What the task asks. Could you find every line in the records below that contains the word "with" and copy it?

Records from a data source.
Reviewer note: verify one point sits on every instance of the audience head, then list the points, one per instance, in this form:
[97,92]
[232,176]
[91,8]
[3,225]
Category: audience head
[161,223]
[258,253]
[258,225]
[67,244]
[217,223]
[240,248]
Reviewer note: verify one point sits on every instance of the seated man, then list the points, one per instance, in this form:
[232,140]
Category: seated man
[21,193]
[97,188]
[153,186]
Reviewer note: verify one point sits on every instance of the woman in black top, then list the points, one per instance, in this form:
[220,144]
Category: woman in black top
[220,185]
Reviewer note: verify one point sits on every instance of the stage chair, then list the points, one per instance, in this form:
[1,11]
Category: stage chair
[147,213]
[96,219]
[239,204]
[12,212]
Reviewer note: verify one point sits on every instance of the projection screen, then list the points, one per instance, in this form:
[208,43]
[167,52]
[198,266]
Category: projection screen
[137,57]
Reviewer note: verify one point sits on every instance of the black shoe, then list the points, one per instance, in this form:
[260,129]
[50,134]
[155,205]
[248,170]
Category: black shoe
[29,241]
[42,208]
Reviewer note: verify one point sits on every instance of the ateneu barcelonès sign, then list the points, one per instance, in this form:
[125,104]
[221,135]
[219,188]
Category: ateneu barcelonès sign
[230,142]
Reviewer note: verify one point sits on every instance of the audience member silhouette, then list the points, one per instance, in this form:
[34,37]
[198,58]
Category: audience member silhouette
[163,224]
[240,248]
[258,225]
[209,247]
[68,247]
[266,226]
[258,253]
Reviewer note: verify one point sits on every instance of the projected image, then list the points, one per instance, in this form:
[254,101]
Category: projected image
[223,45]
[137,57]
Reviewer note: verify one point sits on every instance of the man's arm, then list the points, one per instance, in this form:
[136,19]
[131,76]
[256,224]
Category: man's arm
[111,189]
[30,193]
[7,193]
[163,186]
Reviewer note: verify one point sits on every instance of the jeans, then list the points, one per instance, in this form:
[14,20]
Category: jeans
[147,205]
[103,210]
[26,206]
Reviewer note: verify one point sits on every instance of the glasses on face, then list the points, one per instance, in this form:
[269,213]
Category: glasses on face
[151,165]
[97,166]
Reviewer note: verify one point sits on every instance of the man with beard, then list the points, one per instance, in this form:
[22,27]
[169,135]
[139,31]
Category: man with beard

Response.
Reviewer note: verify one point sits on every instance of the man with beard, then list the points, one per instance, in this form:
Category: man with beard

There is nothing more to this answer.